***** Selected extract

Local nonprofit seeks to connect dogs with sick children


For one child fighting brain cancer, the simple act of a dog laying its head in her lap helped change the course of her life. After adopting her dog at the age of nine, Allison Winn decided to create a program to help connect other sick children with canine companions.

The Stink Bug program is a win all around — for the families and children, the dogs and the trainers, said Kelly Hansen of Denver whose daughter Mora, 10, has expressive speech disorders, known as childhood apraxia.

The Hansen family’s companion dog, Rafael C., affectionally called Rafa, has helped Mora become more social, both with peers and adults, including people familiar to her and strangers, Hansen said.

“The trained dogs help with confidence for the children’s emotional wellbeing and physical comfort,” Hansen said. “And that extends to the rest of the family.”

The Stink Bug Project is a program of Rocky Mountain Children’s Health Foundation. It matches obedient companion dogs to families with a child diagnosed with a serious medical condition.

**********
***** Supplied data

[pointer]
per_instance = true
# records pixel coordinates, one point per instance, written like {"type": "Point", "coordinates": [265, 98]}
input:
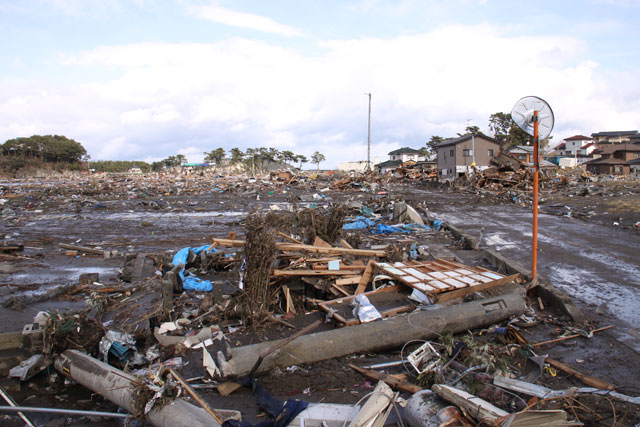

**********

Requirement
Reproduce word for word the full article above about the nonprofit that connects dogs with sick children.

Answer area
Local nonprofit seeks to connect dogs with sick children


For one child fighting brain cancer, the simple act of a dog laying its head in her lap helped change the course of her life. After adopting her dog at the age of nine, Allison Winn decided to create a program to help connect other sick children with canine companions.

The Stink Bug program is a win all around — for the families and children, the dogs and the trainers, said Kelly Hansen of Denver whose daughter Mora, 10, has expressive speech disorders, known as childhood apraxia.

The Hansen family’s companion dog, Rafael C., affectionally called Rafa, has helped Mora become more social, both with peers and adults, including people familiar to her and strangers, Hansen said.

“The trained dogs help with confidence for the children’s emotional wellbeing and physical comfort,” Hansen said. “And that extends to the rest of the family.”

The Stink Bug Project is a program of Rocky Mountain Children’s Health Foundation. It matches obedient companion dogs to families with a child diagnosed with a serious medical condition.